Work task A
According to the article on the Pocket Colposcope, how many of the devices were produced last month for distribution to international partners?
Work task B
The article on the Pocket Colposcope says cervical cancer is easily treatable if found early. Using its reasoning, explain why early detection is often not possible in low-resource settings.
Work task C
Continue the article on the Pocket Colposcope from the point where it stops.

====== Page extract ======

Portable Cervical Cancer Screening
achel Barrera, Marlee Krieger, Jenna Mueller, Mercy Asiedu and Nimmi Ramanujam. Credit: Duke Global Health Institute
January was Cervical Health Awareness Month, and this year, that designation held special significance for Nimmi Ramanujam, professor of biomedical engineering and global health and director of the Center for Global Women’s Health Technologies.
Since 2012, she and her research team have been developing and testing a portable colposcope, called the “Pocket Colposcope,” to increase access to cervical cancer screening in primary care settings. Last month, 20 of these devices were produced for distribution to international partners.
Screening is key to early detection and effective treatment
According to the World Health Organization (WHO), more than 85 percent of the more than 270,000 annual deaths from cervical cancer occur in low and middle income countries. The disease is easily treatable if identified early, but because access to effective screening is limited in low-resource settings, early detection is often not possible.
And even if access to screening is available, for example via human papilloma virus (HPV) testing, a confirmatory test is needed before a woman can receive treatment. In the United States, this test is performed through colposcopy. However, a clinical colposcope is typically not available in a primary care setting, and in many low and middle income countries, often the alternative is to visualize the cervix with only the naked eye—a method that often results in missed diagnoses. The cost of a clinical colposcope—upwards of $20,000—presents yet another barrier.
The Pocket Colposcope is designed to address these barriers. It brings that secondary test—traditionally performed using a clinical colposcope by physicians at referral centers—to the primary care setting. In addition, it’s easy for a broad range of health care providers with different levels of training to use.
About the pocket colposcope
After four generations of development, the team has created a beta prototype of the Pocket Colposcope in collaboration with product design and development company 3rd Stone Design, Inc.

====== Data excerpts ======

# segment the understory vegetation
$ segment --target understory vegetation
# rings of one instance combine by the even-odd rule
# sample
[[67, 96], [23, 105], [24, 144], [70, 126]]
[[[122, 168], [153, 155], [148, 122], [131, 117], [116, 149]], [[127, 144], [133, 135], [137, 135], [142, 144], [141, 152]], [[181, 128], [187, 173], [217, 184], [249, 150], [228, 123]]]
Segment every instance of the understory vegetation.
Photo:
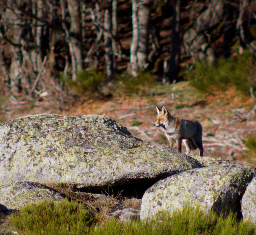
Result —
[[64, 199], [31, 203], [10, 216], [19, 234], [256, 234], [256, 227], [236, 215], [208, 215], [184, 207], [172, 216], [164, 213], [151, 220], [139, 218], [122, 223], [114, 218], [102, 223], [95, 211], [77, 201]]
[[194, 68], [187, 72], [190, 84], [198, 90], [214, 94], [225, 90], [230, 86], [238, 91], [250, 95], [250, 89], [256, 88], [256, 60], [248, 50], [228, 59], [220, 58], [212, 64], [195, 63]]

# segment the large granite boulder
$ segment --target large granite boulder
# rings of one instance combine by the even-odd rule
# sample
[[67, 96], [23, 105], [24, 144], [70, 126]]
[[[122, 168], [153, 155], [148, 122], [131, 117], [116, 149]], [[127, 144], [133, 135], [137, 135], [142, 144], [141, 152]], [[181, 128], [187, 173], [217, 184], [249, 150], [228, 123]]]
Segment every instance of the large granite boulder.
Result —
[[42, 114], [0, 125], [0, 185], [27, 181], [96, 189], [153, 184], [201, 166], [190, 157], [144, 142], [105, 116]]
[[239, 216], [240, 200], [255, 175], [255, 169], [234, 163], [213, 164], [189, 170], [160, 180], [142, 198], [140, 218], [151, 217], [160, 211], [172, 213], [183, 204], [199, 206], [205, 213], [232, 211]]
[[44, 199], [56, 201], [64, 197], [60, 193], [37, 183], [23, 182], [0, 186], [0, 205], [9, 210], [19, 209], [30, 202]]
[[243, 219], [256, 224], [256, 177], [247, 186], [242, 198], [241, 206]]

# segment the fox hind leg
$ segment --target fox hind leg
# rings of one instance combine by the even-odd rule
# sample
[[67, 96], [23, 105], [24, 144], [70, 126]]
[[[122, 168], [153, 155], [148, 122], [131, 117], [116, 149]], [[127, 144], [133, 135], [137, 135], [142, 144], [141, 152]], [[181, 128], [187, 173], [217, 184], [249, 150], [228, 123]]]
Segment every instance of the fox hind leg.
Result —
[[188, 155], [190, 152], [191, 149], [191, 141], [189, 139], [186, 139], [182, 140], [182, 142], [186, 148], [186, 155]]
[[178, 151], [181, 152], [181, 139], [178, 139], [176, 140]]
[[197, 139], [196, 139], [194, 138], [191, 138], [191, 140], [193, 142], [193, 144], [199, 149], [199, 156], [200, 157], [202, 157], [203, 153], [203, 147], [202, 137], [201, 138], [197, 138]]

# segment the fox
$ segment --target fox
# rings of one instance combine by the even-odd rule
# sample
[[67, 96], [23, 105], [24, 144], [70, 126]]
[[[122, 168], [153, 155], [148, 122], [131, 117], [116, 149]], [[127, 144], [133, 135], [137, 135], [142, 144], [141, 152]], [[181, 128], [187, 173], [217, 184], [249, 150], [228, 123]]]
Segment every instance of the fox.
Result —
[[191, 150], [199, 150], [199, 156], [203, 156], [203, 148], [202, 135], [203, 128], [200, 123], [194, 119], [180, 119], [174, 117], [164, 106], [162, 110], [156, 106], [158, 116], [155, 127], [160, 127], [164, 130], [168, 140], [168, 146], [172, 149], [176, 140], [178, 151], [181, 152], [181, 141], [186, 148], [186, 154]]

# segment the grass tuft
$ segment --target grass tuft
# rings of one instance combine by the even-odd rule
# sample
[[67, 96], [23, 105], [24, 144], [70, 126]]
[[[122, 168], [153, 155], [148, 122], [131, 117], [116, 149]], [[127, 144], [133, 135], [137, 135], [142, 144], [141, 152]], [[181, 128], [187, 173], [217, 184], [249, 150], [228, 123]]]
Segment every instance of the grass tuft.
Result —
[[154, 218], [122, 223], [114, 218], [103, 222], [81, 203], [64, 199], [31, 204], [11, 216], [19, 234], [255, 235], [256, 226], [237, 219], [231, 212], [206, 214], [199, 208], [183, 207], [172, 215], [162, 212]]
[[10, 220], [20, 234], [60, 235], [88, 233], [94, 218], [83, 204], [65, 199], [30, 203], [12, 214]]

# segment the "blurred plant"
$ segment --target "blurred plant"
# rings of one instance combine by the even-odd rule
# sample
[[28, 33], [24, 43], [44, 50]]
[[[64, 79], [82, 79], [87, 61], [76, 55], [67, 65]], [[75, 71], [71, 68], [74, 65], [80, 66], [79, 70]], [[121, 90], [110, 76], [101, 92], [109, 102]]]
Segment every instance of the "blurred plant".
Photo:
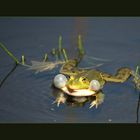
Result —
[[133, 82], [135, 83], [135, 87], [140, 89], [140, 74], [139, 74], [140, 67], [137, 66], [136, 70], [132, 72], [133, 75]]

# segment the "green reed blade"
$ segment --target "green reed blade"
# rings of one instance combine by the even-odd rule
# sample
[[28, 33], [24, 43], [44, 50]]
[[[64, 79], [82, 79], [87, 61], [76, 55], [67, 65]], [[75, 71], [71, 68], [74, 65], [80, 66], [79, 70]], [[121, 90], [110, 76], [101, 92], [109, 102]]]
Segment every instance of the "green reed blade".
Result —
[[18, 59], [2, 43], [0, 43], [0, 48], [2, 48], [17, 64], [20, 63]]

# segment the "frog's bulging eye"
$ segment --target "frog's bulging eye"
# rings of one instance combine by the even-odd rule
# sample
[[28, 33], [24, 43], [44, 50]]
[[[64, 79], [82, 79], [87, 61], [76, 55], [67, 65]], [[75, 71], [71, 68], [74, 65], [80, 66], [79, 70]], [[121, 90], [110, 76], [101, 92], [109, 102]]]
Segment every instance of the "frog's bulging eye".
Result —
[[81, 77], [81, 78], [80, 78], [80, 81], [86, 82], [86, 81], [87, 81], [87, 78], [86, 78], [86, 77]]
[[74, 80], [74, 76], [70, 76], [70, 80]]

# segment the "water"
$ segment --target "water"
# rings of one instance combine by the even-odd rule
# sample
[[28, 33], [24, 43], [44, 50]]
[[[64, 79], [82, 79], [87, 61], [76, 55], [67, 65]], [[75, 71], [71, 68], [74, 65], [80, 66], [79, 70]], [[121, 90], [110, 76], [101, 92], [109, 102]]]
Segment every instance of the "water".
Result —
[[[130, 17], [43, 17], [0, 18], [0, 42], [26, 63], [41, 61], [58, 46], [75, 56], [77, 35], [84, 40], [86, 56], [80, 67], [90, 66], [89, 57], [111, 60], [99, 69], [114, 74], [122, 66], [132, 69], [140, 64], [140, 18]], [[49, 55], [49, 59], [53, 60]], [[13, 67], [13, 60], [0, 49], [0, 81]], [[136, 123], [138, 92], [131, 78], [123, 84], [107, 83], [105, 100], [97, 109], [62, 104], [57, 107], [51, 87], [58, 69], [35, 74], [18, 66], [0, 89], [0, 123]]]

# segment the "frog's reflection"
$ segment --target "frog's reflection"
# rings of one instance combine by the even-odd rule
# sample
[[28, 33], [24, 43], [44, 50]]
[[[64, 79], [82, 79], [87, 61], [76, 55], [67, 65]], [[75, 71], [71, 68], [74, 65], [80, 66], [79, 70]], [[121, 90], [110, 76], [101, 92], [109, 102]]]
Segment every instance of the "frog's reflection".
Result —
[[75, 97], [67, 95], [60, 89], [52, 86], [52, 94], [55, 97], [55, 101], [53, 103], [56, 103], [57, 106], [59, 106], [61, 103], [65, 103], [68, 106], [72, 107], [83, 107], [87, 102], [91, 102], [89, 108], [92, 108], [94, 106], [97, 108], [98, 105], [103, 103], [104, 101], [104, 94], [102, 93], [102, 91], [96, 93], [94, 96]]

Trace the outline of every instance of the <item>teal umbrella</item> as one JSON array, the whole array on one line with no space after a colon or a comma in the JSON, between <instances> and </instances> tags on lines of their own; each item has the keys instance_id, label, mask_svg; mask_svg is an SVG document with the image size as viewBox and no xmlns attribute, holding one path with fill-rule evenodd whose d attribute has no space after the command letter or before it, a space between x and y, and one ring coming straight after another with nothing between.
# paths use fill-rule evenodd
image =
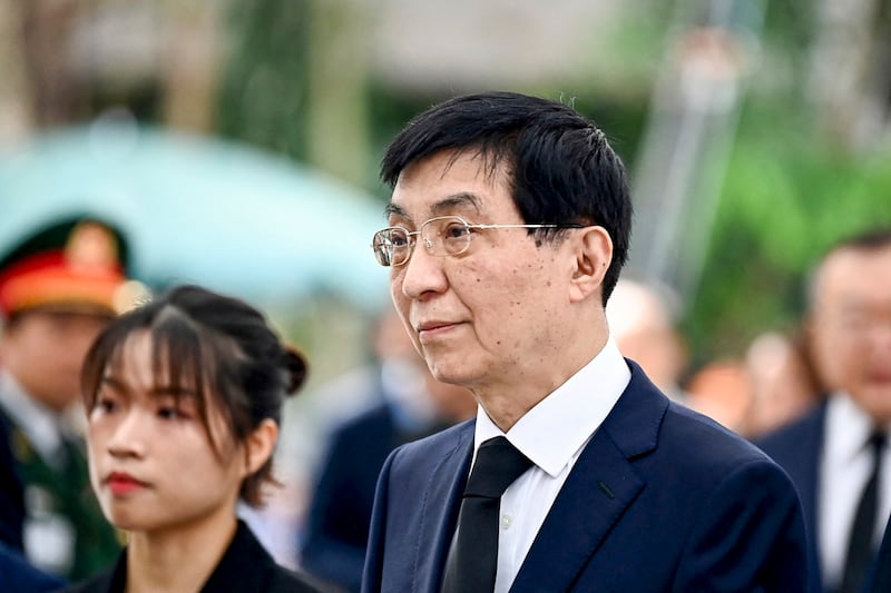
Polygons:
<instances>
[{"instance_id":1,"label":"teal umbrella","mask_svg":"<svg viewBox=\"0 0 891 593\"><path fill-rule=\"evenodd\" d=\"M60 129L0 151L0 253L75 213L120 226L133 274L261 302L340 295L376 308L386 270L369 194L243 145L119 122Z\"/></svg>"}]
</instances>

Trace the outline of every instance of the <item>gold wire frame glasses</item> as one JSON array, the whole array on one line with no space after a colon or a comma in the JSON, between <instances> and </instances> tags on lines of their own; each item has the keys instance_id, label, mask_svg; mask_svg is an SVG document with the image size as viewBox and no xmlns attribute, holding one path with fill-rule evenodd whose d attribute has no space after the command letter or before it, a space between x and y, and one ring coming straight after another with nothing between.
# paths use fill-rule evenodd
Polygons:
<instances>
[{"instance_id":1,"label":"gold wire frame glasses","mask_svg":"<svg viewBox=\"0 0 891 593\"><path fill-rule=\"evenodd\" d=\"M402 266L411 257L419 237L432 256L458 256L470 248L473 230L489 228L581 228L581 225L471 225L460 216L438 216L418 230L404 227L379 230L371 240L371 248L381 266Z\"/></svg>"}]
</instances>

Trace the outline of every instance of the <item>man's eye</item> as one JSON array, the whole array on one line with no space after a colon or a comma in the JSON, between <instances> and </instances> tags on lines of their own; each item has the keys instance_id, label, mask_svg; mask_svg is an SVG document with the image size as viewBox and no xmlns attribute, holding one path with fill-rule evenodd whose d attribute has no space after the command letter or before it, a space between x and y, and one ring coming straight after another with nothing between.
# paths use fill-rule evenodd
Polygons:
<instances>
[{"instance_id":1,"label":"man's eye","mask_svg":"<svg viewBox=\"0 0 891 593\"><path fill-rule=\"evenodd\" d=\"M405 247L409 244L409 236L405 233L391 233L390 243L393 247Z\"/></svg>"},{"instance_id":2,"label":"man's eye","mask_svg":"<svg viewBox=\"0 0 891 593\"><path fill-rule=\"evenodd\" d=\"M464 237L469 231L470 229L468 229L467 226L461 225L459 223L451 223L443 229L442 236L446 237L447 239L460 239Z\"/></svg>"}]
</instances>

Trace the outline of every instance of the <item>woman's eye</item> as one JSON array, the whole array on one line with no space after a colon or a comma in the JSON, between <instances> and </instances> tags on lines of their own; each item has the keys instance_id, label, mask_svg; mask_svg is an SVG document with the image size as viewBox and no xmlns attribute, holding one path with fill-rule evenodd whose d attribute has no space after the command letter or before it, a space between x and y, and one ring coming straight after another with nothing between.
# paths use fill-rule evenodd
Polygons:
<instances>
[{"instance_id":1,"label":"woman's eye","mask_svg":"<svg viewBox=\"0 0 891 593\"><path fill-rule=\"evenodd\" d=\"M117 408L117 402L111 399L110 397L100 397L96 402L96 409L99 409L105 413L114 412Z\"/></svg>"},{"instance_id":2,"label":"woman's eye","mask_svg":"<svg viewBox=\"0 0 891 593\"><path fill-rule=\"evenodd\" d=\"M173 419L182 418L183 414L180 414L179 409L177 409L175 407L161 407L161 408L158 408L158 416L164 418L164 419L166 419L166 421L173 421Z\"/></svg>"}]
</instances>

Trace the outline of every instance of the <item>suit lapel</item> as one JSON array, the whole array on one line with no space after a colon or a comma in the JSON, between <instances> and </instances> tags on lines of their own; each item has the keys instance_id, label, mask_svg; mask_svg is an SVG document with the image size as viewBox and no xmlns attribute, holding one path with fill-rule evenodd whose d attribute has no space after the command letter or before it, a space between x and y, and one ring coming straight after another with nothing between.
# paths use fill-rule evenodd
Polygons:
<instances>
[{"instance_id":1,"label":"suit lapel","mask_svg":"<svg viewBox=\"0 0 891 593\"><path fill-rule=\"evenodd\" d=\"M473 454L473 422L466 425L456 447L433 468L430 484L424 493L421 535L415 557L417 591L439 591L452 535L458 523L461 493L470 472L470 458Z\"/></svg>"},{"instance_id":2,"label":"suit lapel","mask_svg":"<svg viewBox=\"0 0 891 593\"><path fill-rule=\"evenodd\" d=\"M569 473L511 592L566 591L645 485L629 457L655 448L668 401L629 363L631 380Z\"/></svg>"}]
</instances>

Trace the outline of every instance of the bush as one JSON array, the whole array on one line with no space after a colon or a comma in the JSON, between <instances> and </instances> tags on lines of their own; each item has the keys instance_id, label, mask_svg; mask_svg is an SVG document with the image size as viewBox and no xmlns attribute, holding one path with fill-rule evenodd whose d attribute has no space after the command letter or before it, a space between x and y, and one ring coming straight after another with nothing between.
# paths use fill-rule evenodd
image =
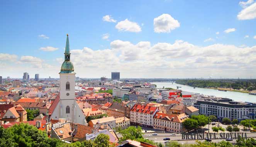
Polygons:
<instances>
[{"instance_id":1,"label":"bush","mask_svg":"<svg viewBox=\"0 0 256 147\"><path fill-rule=\"evenodd\" d=\"M233 129L232 129L232 127L231 127L231 125L229 125L227 127L226 130L227 130L227 131L230 132L233 131Z\"/></svg>"},{"instance_id":2,"label":"bush","mask_svg":"<svg viewBox=\"0 0 256 147\"><path fill-rule=\"evenodd\" d=\"M240 131L240 129L237 127L233 127L233 130L234 132L239 132Z\"/></svg>"}]
</instances>

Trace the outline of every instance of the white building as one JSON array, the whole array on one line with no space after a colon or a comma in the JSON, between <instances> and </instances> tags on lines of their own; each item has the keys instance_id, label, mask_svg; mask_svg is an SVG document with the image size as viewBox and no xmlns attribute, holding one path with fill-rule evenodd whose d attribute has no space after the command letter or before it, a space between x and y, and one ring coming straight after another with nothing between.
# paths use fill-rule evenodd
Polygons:
<instances>
[{"instance_id":1,"label":"white building","mask_svg":"<svg viewBox=\"0 0 256 147\"><path fill-rule=\"evenodd\" d=\"M52 105L53 107L55 107L52 109L52 112L50 112L51 114L50 120L65 118L75 123L85 125L86 122L85 115L75 99L76 73L74 72L73 64L70 61L68 35L67 35L64 54L65 61L62 63L61 72L59 73L59 98L55 100L58 100L56 105L53 105L53 104ZM50 107L49 109L52 109Z\"/></svg>"}]
</instances>

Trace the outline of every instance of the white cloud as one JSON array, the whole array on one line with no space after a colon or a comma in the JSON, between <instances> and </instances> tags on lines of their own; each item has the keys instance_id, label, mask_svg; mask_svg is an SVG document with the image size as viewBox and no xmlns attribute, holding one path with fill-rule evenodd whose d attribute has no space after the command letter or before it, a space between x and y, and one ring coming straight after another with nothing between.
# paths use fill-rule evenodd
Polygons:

======

Expected output A
Twenty devices were produced.

Expected output B
Access to effective screening is limited in low-resource settings. Even where screening such as HPV testing is available, a confirmatory test is needed before treatment. Clinical colposcopes for that test are often unavailable in primary care and cost upwards of $20,000, so providers often rely on the naked eye, which frequently misses diagnoses.

Expected output C
The Pocket Colposcope is significantly less expensive, smaller and lighter than a traditional clinical colposcope. Weighing less than two pounds, it fits inside a pocket (hence the name). The device enables healthcare providers to zoom and capture images by pressing a button with their thumb. Images taken with the Pocket Colposcope are transmitted instantly to a smartphone, tablet or laptop.
Afterwards, the device can be sterilized by immersion in bleach or hydrogen peroxide.
“What’s unique about this design compared to traditional and redesigned, low-cost colposcopes on the market is that it reimagines the way a gynecological exam is performed,” said Ramanujam. Rather than visualizing the cervix from outside the speculum (the instrument that separates the vaginal walls during cervical exams), as other colposcopes do, the Pocket Colposcope can be used inside a speculum or even without a speculum.
Traditional colposcopes have a camera and light source and a binocular viewing system to examine the cervix. Thus the colposcope is external to the cervix. The Pocket colposcope does not have a viewing system, but rather has a consumer grade light source and camera at the tip, that when inserted can provide a live video or image of the cervix on a laptop or tablet. The ability to insert the colposcope through a speculum enables a close-up view of the cervix (three centimeters rather than 30 centimeters away from the cervix), alleviating the need for high-end optics and high-resolution cameras, which make traditional colposcopes expensive.
Image quality rivals that of traditional colposcopes
The Pocket Colposcope provides image quality that rivals the best colposcope on the market. Side-by-side images read by an expert shows that the images obtained with the Pocket Colposcope result in the same diagnosis as a high-end clinical colposcope (Leisegang Optik).
The Pocket Colposcope is currently being used in clinical investigations in hospitals in the United States (112 patients), Peru (149 patients), Kenya (100 patients) and Tanzania (27 patients) and will soon be implemented in studies in Honduras.
An article describing some of these results is currently in press with the Journal of Lower Genital Tract Disease. John Schmitt, professor of obstetrics and gynecology and global health, will be presenting research results at the International Federation of Cervical Pathology and Colposcopy World Congress in April. Ramanujam will present the team’s findings at the Congreso Internacional de Colposcopia y Patologia del Tracto Genital Inferior in Lima, Peru, in May.